For some reason, the movie that results from the triple play rarely seems to work in my experience. And 2013’s Fading Gigolo falls right into that category. (Citizen Kane is one of the few successes I can think of.)

The triple play of Hollywood stalwart John Turturro, Fading Gigolo tells the story of two friends, second-hand bookstore owner Murray (Woody Allen) and florist Fioravante (Turturro), who are both going through some financially tight times. So when Murray’s dermatologist (Sharon Stone) suggests she and her girlfriend (Sofia Vergara) are considering a ménage á trois, Murray immediately thinks about his good looking buddy and suddenly it is American Gigolo for the middle-aged.

Boobs and bums but no climax (Stone, Vergara)

Boobs and bums but no climax (Stone, Vergara)

Oh, and all of this happens in the first two minutes of the movie.

One after another, Murray lines up customers for Fioravante, whose kicked-puppy facial expressions and old-world charm sweep the women off their feet and money out of their wallet. To his credit, Fioravante feels some guilt over taking advantage of the lonely women, but he gets past that with the help of Murray’s nebbish logic.

Life becomes more complicated, however, when he meets the widowed Hassidic Jew Avigal (Vanessa Paradis) and in helping her come out of her shell, finds himself developing feelings for the woman.

Fioravante helps draw Avigal out of herself (Turturro, Paradis)

Fioravante helps draw Avigal out of herself (Turturro, Paradis)

When I first saw the trailer for this movie, I thought it would be a beautifully sweet film about human relationships with the comedic backdrop of Woody Allen as a pimp. And to be sure, there are moments of beauty in the film. But only moments.

[EXERCISES]
1. Name every actor mentioned in the Fading Gigolo review.
2. Carry the Fading Gigolo review forward from its last sentence.
The records that come next are separate material, unrelated to the review.

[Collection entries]
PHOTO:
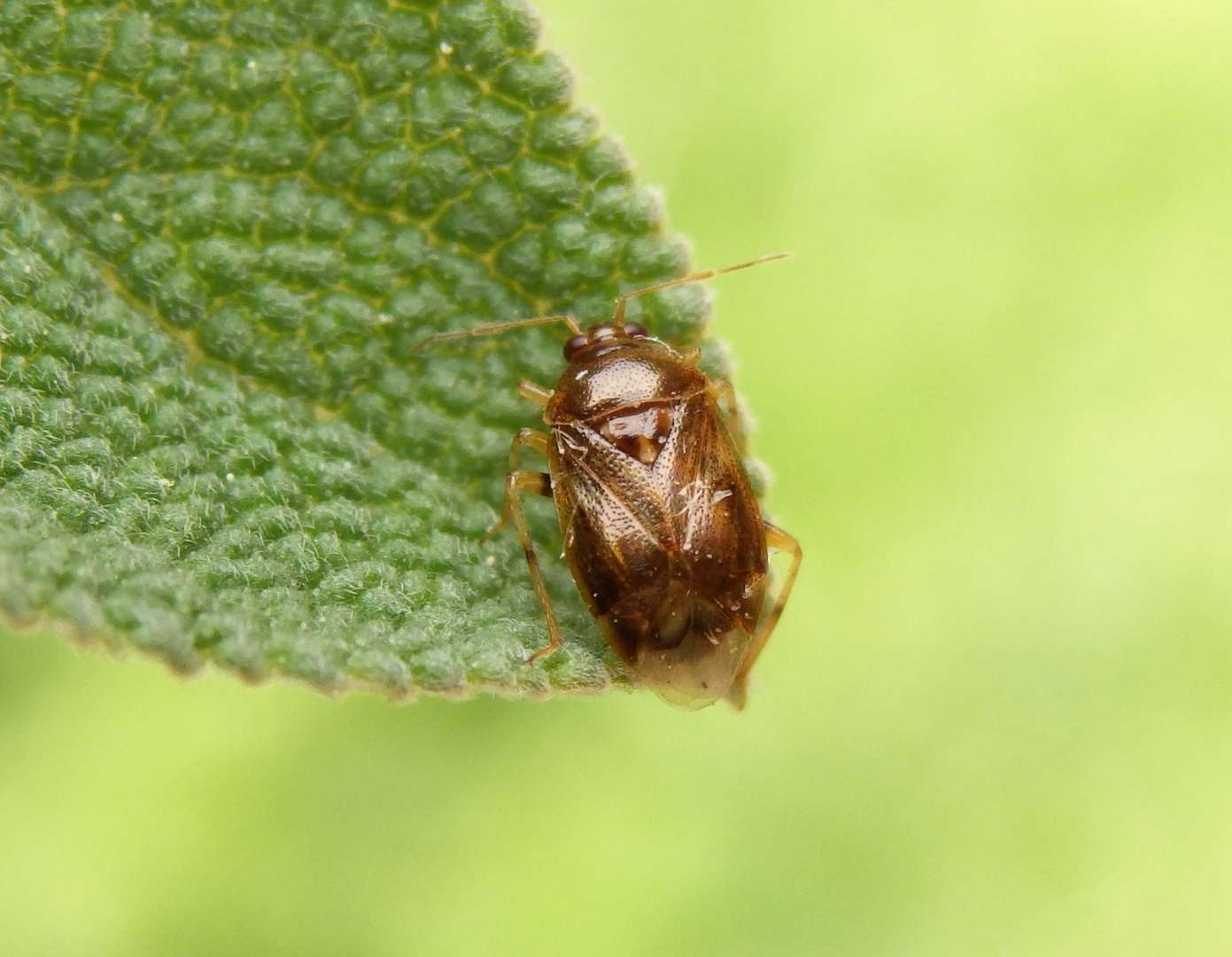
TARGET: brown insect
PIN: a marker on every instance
(661, 528)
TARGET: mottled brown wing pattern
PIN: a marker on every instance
(608, 510)
(714, 517)
(633, 529)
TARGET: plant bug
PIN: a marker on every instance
(661, 528)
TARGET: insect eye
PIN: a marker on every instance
(574, 346)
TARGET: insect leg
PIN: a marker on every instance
(535, 441)
(523, 480)
(779, 541)
(539, 484)
(724, 390)
(488, 328)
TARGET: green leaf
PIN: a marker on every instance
(224, 227)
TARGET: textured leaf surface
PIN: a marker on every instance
(224, 230)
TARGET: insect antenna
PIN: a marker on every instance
(618, 318)
(489, 328)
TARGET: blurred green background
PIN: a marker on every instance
(996, 385)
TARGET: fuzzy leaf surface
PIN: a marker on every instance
(224, 227)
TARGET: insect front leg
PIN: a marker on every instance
(535, 441)
(523, 480)
(779, 541)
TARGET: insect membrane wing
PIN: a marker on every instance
(698, 671)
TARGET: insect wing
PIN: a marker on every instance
(714, 516)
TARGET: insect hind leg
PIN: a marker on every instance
(779, 541)
(517, 481)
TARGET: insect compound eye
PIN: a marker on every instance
(574, 346)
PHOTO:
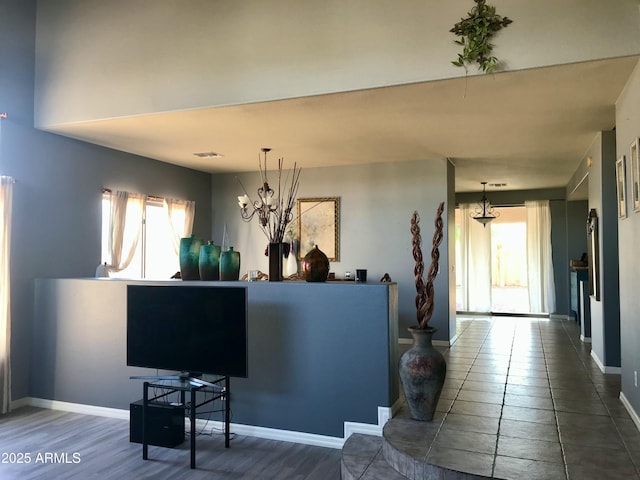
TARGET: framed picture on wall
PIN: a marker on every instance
(318, 224)
(621, 187)
(635, 173)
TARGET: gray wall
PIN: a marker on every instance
(559, 221)
(376, 203)
(605, 312)
(319, 354)
(57, 195)
(627, 130)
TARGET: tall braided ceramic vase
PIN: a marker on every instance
(422, 373)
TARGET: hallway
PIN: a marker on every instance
(522, 399)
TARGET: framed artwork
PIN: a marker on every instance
(635, 173)
(620, 187)
(318, 224)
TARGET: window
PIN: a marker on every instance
(155, 256)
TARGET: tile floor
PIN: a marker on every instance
(524, 399)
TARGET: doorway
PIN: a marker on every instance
(507, 262)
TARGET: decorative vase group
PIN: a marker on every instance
(422, 371)
(207, 262)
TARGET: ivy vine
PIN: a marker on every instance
(476, 32)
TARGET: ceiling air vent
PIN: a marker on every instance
(208, 155)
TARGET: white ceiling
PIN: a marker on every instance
(529, 129)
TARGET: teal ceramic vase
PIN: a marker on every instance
(209, 263)
(189, 258)
(230, 265)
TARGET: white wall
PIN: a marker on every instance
(628, 129)
(376, 203)
(605, 311)
(130, 58)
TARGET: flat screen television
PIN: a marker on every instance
(188, 329)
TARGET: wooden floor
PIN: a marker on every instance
(99, 448)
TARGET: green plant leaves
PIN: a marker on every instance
(476, 32)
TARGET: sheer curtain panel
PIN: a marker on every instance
(6, 195)
(127, 213)
(542, 298)
(180, 214)
(475, 270)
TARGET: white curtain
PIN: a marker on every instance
(542, 298)
(6, 194)
(180, 214)
(475, 269)
(127, 212)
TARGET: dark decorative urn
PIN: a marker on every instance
(422, 373)
(315, 266)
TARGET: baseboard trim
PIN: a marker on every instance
(603, 368)
(632, 413)
(384, 414)
(437, 343)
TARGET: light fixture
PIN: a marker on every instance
(273, 209)
(484, 213)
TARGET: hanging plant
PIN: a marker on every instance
(476, 31)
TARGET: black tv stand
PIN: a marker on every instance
(168, 384)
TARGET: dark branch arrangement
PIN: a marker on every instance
(425, 291)
(476, 32)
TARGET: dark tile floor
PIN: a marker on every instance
(524, 399)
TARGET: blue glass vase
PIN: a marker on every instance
(209, 263)
(230, 265)
(189, 258)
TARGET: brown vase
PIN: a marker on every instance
(315, 266)
(422, 371)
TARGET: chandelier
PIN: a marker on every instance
(273, 209)
(484, 212)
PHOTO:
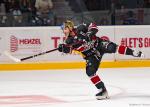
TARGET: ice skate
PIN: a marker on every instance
(103, 94)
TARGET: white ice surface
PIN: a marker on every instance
(127, 87)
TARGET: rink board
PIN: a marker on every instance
(26, 41)
(73, 65)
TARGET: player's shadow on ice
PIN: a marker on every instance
(130, 96)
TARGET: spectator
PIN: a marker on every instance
(130, 20)
(146, 3)
(44, 11)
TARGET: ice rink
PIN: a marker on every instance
(127, 87)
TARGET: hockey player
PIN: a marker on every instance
(84, 40)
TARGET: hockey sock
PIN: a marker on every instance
(97, 82)
(125, 50)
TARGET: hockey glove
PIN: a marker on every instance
(63, 48)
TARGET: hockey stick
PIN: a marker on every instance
(29, 57)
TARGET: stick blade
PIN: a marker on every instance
(11, 57)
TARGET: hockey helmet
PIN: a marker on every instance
(69, 24)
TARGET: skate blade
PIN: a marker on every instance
(105, 96)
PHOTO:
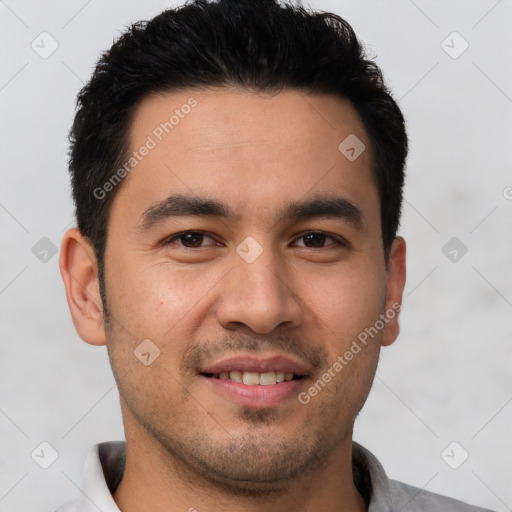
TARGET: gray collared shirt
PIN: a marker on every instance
(105, 462)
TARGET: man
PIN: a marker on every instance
(237, 170)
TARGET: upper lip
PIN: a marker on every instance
(256, 363)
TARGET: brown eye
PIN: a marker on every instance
(317, 240)
(189, 239)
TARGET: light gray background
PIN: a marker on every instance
(447, 378)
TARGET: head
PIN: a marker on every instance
(221, 217)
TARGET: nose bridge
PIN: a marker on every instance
(258, 294)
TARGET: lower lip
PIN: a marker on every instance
(256, 396)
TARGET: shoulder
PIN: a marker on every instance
(412, 499)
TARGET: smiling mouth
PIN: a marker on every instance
(254, 378)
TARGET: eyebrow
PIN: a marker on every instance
(321, 206)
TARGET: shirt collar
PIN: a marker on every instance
(104, 467)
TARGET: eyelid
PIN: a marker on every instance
(339, 240)
(171, 239)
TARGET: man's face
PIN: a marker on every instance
(252, 290)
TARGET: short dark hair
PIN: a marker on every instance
(261, 46)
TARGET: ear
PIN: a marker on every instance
(395, 288)
(79, 270)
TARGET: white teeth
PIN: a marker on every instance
(267, 378)
(251, 378)
(236, 376)
(255, 378)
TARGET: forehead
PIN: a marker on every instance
(250, 148)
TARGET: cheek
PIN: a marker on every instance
(345, 302)
(159, 300)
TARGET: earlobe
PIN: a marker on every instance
(395, 288)
(79, 271)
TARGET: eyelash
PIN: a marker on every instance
(337, 240)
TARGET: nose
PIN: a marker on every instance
(258, 295)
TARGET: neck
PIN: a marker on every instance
(154, 480)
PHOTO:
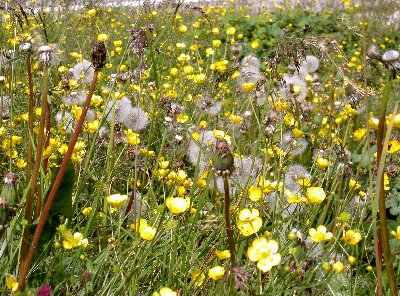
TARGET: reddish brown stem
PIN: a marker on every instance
(30, 121)
(131, 199)
(36, 168)
(25, 265)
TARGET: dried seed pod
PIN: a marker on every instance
(45, 56)
(138, 42)
(223, 159)
(98, 55)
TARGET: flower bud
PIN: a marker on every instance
(98, 55)
(45, 55)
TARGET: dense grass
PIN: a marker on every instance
(201, 116)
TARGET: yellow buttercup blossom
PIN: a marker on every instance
(396, 233)
(116, 200)
(102, 37)
(394, 146)
(255, 193)
(352, 237)
(338, 267)
(197, 277)
(147, 232)
(248, 86)
(265, 253)
(165, 292)
(223, 254)
(320, 234)
(11, 283)
(249, 221)
(315, 195)
(360, 134)
(177, 205)
(131, 137)
(322, 163)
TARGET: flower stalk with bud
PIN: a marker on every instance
(98, 56)
(223, 163)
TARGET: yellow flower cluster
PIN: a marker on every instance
(249, 221)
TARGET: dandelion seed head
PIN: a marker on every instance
(310, 64)
(76, 97)
(293, 86)
(83, 72)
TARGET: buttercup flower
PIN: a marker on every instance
(116, 200)
(177, 205)
(216, 273)
(352, 237)
(320, 234)
(264, 252)
(249, 221)
(197, 277)
(315, 195)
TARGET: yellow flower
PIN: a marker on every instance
(249, 221)
(87, 211)
(373, 123)
(352, 237)
(183, 28)
(132, 138)
(353, 184)
(315, 195)
(11, 283)
(165, 292)
(235, 119)
(255, 193)
(294, 197)
(394, 146)
(197, 277)
(224, 254)
(72, 240)
(116, 200)
(338, 267)
(396, 233)
(320, 234)
(297, 133)
(147, 232)
(360, 134)
(139, 223)
(231, 31)
(264, 252)
(255, 44)
(216, 273)
(177, 205)
(248, 86)
(102, 37)
(322, 163)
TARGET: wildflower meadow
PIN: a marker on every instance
(182, 147)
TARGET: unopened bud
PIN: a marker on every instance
(98, 55)
(45, 55)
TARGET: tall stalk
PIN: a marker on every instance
(98, 60)
(228, 226)
(36, 168)
(384, 234)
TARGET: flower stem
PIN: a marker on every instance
(36, 167)
(228, 227)
(25, 264)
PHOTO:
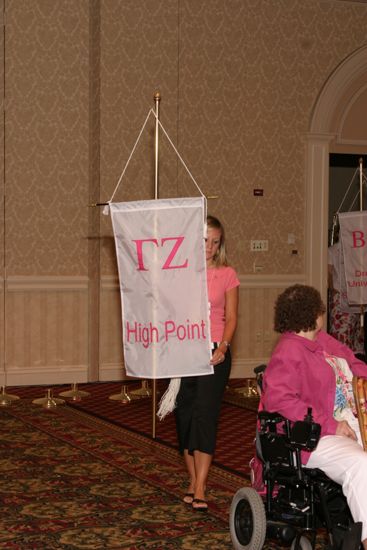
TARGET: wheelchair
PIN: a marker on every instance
(291, 502)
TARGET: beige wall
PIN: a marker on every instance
(239, 81)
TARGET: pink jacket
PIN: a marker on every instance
(298, 377)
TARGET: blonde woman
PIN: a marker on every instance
(199, 398)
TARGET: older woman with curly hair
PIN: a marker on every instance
(309, 368)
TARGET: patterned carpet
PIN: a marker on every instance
(73, 480)
(69, 480)
(236, 429)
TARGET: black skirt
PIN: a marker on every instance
(198, 407)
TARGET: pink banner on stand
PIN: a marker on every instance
(162, 270)
(353, 231)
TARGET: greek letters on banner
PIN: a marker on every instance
(162, 271)
(353, 230)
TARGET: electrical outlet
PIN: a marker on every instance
(259, 246)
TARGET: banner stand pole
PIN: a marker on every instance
(157, 99)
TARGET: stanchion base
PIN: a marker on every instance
(144, 391)
(123, 396)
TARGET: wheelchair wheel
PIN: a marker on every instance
(303, 544)
(247, 520)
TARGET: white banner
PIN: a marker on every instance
(162, 271)
(353, 231)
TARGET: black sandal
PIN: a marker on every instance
(203, 505)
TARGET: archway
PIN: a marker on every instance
(336, 125)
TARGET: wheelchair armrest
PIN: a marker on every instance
(270, 418)
(305, 435)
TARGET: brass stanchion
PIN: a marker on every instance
(123, 396)
(49, 402)
(6, 398)
(74, 393)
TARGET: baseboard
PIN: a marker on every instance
(50, 376)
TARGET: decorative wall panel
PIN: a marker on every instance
(46, 330)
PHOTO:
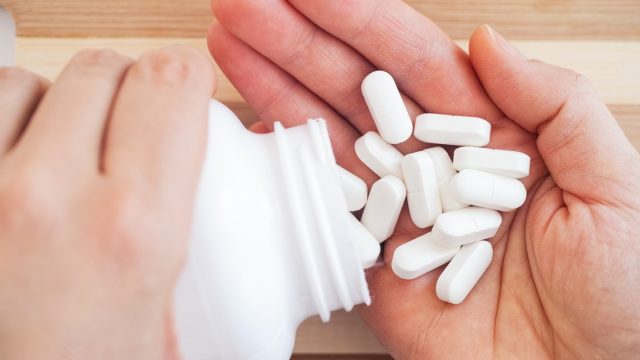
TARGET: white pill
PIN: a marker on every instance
(382, 158)
(502, 162)
(367, 246)
(444, 172)
(354, 189)
(383, 207)
(464, 226)
(387, 108)
(463, 272)
(487, 190)
(452, 130)
(419, 256)
(422, 189)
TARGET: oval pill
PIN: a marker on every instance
(379, 156)
(487, 190)
(387, 107)
(367, 246)
(419, 256)
(464, 226)
(354, 189)
(452, 130)
(422, 189)
(502, 162)
(463, 272)
(383, 207)
(444, 171)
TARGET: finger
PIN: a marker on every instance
(276, 96)
(69, 123)
(578, 138)
(427, 65)
(259, 128)
(157, 134)
(325, 65)
(20, 93)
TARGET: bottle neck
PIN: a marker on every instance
(332, 275)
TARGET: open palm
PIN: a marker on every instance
(565, 276)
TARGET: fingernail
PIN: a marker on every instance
(503, 43)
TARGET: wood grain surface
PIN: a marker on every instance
(599, 38)
(521, 19)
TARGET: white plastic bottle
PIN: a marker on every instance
(7, 39)
(271, 243)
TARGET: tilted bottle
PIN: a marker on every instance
(270, 243)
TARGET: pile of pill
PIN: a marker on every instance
(458, 199)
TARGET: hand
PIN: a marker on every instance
(564, 280)
(97, 179)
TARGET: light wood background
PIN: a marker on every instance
(600, 38)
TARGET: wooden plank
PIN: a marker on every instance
(612, 66)
(346, 333)
(518, 19)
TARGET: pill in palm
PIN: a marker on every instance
(379, 156)
(383, 207)
(464, 226)
(354, 188)
(464, 271)
(452, 130)
(502, 162)
(419, 256)
(422, 189)
(387, 108)
(488, 190)
(367, 246)
(444, 171)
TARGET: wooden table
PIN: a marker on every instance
(599, 38)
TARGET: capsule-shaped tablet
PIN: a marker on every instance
(452, 130)
(387, 108)
(487, 190)
(422, 189)
(502, 162)
(463, 272)
(464, 226)
(379, 156)
(444, 171)
(354, 189)
(419, 256)
(383, 207)
(367, 246)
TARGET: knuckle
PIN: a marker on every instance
(21, 78)
(97, 58)
(22, 201)
(127, 230)
(173, 67)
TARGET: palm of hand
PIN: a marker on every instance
(563, 263)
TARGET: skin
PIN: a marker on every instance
(565, 279)
(97, 180)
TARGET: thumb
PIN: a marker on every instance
(579, 140)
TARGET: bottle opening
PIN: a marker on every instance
(320, 218)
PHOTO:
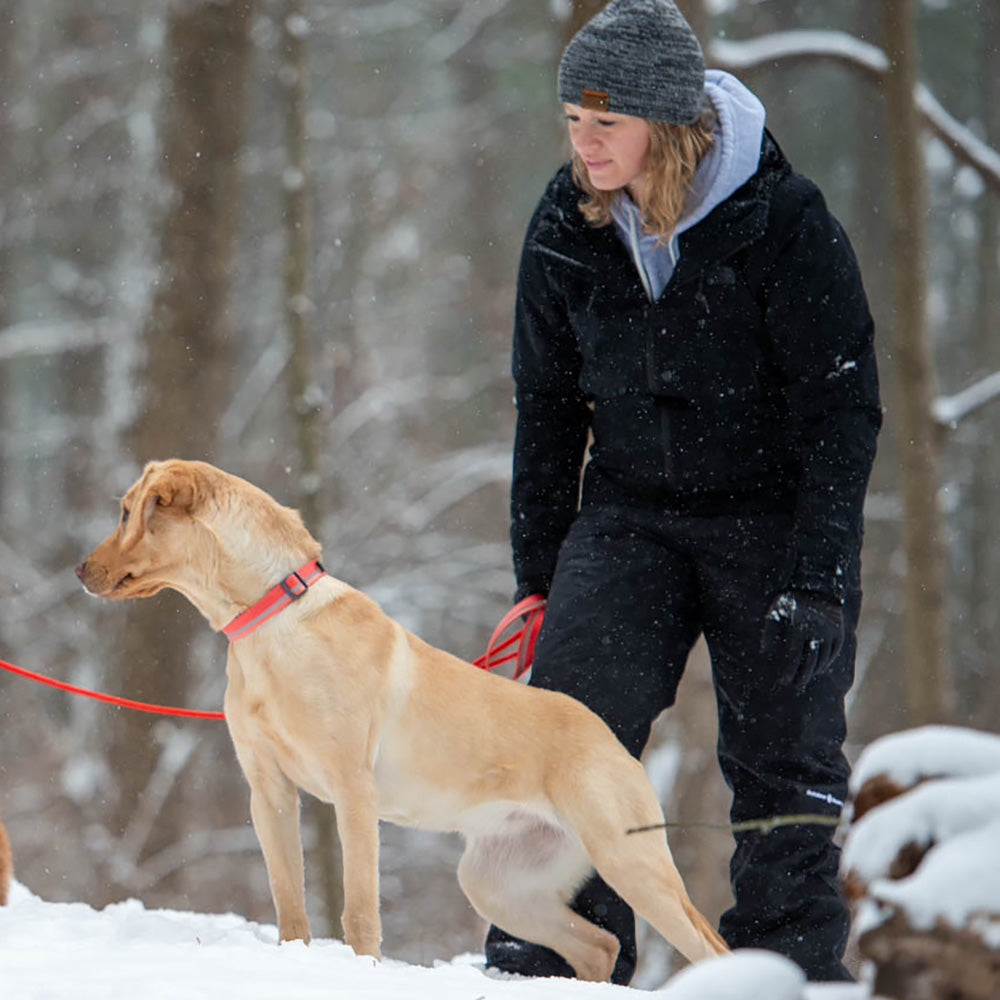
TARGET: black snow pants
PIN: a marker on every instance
(632, 591)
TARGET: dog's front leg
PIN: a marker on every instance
(274, 807)
(357, 824)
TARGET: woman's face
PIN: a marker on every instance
(612, 147)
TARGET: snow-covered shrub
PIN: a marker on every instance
(921, 863)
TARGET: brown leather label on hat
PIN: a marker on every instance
(594, 100)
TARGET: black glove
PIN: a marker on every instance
(803, 633)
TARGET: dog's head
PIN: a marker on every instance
(154, 542)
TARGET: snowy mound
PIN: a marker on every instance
(743, 974)
(60, 950)
(929, 751)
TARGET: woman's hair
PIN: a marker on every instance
(671, 160)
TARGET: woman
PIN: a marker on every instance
(687, 302)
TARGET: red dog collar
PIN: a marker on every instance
(279, 596)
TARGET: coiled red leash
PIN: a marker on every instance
(531, 608)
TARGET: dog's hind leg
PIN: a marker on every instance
(638, 866)
(357, 825)
(521, 885)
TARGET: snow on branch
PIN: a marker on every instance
(949, 410)
(55, 337)
(838, 46)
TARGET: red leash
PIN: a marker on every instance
(532, 610)
(140, 706)
(532, 607)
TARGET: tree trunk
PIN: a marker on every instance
(305, 397)
(184, 379)
(581, 12)
(985, 555)
(926, 662)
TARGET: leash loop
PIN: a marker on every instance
(532, 611)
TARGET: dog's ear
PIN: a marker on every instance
(174, 484)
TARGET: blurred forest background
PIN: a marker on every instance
(282, 235)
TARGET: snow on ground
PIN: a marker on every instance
(51, 951)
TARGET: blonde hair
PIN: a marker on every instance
(671, 160)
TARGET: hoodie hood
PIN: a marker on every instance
(726, 167)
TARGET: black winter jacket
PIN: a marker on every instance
(750, 384)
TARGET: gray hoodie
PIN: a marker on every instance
(728, 165)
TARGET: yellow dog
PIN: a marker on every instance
(328, 694)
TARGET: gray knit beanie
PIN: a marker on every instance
(635, 57)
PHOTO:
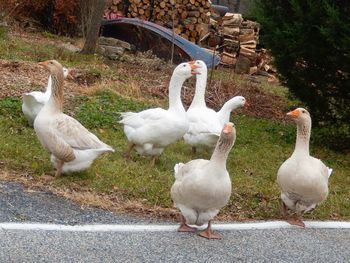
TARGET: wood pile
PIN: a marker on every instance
(232, 37)
(189, 18)
(236, 40)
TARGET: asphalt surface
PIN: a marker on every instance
(273, 245)
(17, 204)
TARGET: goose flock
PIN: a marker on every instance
(201, 187)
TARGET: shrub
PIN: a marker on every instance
(310, 43)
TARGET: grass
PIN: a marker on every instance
(260, 148)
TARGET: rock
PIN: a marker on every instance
(70, 47)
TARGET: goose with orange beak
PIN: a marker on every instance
(72, 147)
(303, 179)
(151, 130)
(203, 187)
(205, 123)
(35, 100)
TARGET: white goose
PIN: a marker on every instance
(35, 100)
(302, 178)
(72, 146)
(205, 123)
(203, 187)
(150, 131)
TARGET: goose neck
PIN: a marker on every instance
(56, 98)
(219, 158)
(199, 95)
(303, 139)
(175, 86)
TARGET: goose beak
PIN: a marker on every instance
(228, 128)
(294, 114)
(43, 63)
(70, 75)
(193, 68)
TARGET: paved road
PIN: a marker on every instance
(277, 245)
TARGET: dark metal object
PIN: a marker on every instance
(145, 35)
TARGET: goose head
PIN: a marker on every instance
(202, 67)
(67, 74)
(300, 116)
(186, 69)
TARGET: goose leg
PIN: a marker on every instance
(208, 233)
(283, 209)
(296, 221)
(194, 150)
(153, 160)
(128, 150)
(59, 168)
(184, 227)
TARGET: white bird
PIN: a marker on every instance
(203, 187)
(32, 102)
(302, 178)
(150, 131)
(205, 123)
(72, 147)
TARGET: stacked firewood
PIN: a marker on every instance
(140, 9)
(232, 37)
(189, 18)
(236, 39)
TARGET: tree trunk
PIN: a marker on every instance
(92, 34)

[TASK RESULTS]
1. John Turturro, Woody Allen, Sharon Stone, Sofia Vergara, Vanessa Paradis

2.
Unfortunately, there are no moments of conflict in the film. Nothing against which the characters can really push and grow, with the exception of Avigal, and so the movie feels like the emptiest of emotional calories. You feel good while it is in front of you, but the minute a scene is over, you don’t remember a single moment of it.

Woody Allen still has it, although somewhat sparingly, and there were moments in the story reminiscent of his characters in Bananas or Sleeper, but in some respects, he has just become an older caricature of those characters. Sharon Stone has one or two moments where you can see some vulnerability in her character, but those dissolve pretty quickly. And Sofia Vergara is simply boobs with an accent, as with every role I have ever seen her perform.

A little Hassidic slapstick (Allen, Liev Schrieber)

A little Hassidic slapstick (Allen, Liev Schrieber)

As mentioned earlier, Vanessa Paradis’ Avigal is the only character with an arc in this story, the only character who is transformed, and the actress does a pretty good job with a relatively straightforward character. Unfortunately, against a backdrop of nothing characters, I can’t tell if she did a good job or just a less bad job.

But again, all of my irritation is focused on Turturro and his failings. Fioravante is a sweet man but has all the internal conflict of Michael Landon’s angel character Highway to Heaven, i.e., too good to be true.

As a writer, Turturro missed every opportunity to enrich a flat screenplay. In the writing vernacular, there was no inciting incident (the reason to become a prostitute is weak), no turning points, no crisis and no climax except in the sexual sense.

And because the writer Turturro seemed satisfied with the screenplay, the director Turturro had nothing to offer to improve a moribund story comprised of high-fructose corn syrup.

So much talent. Such a beautiful concept. Such potential for humour and pathos.

Such a let down.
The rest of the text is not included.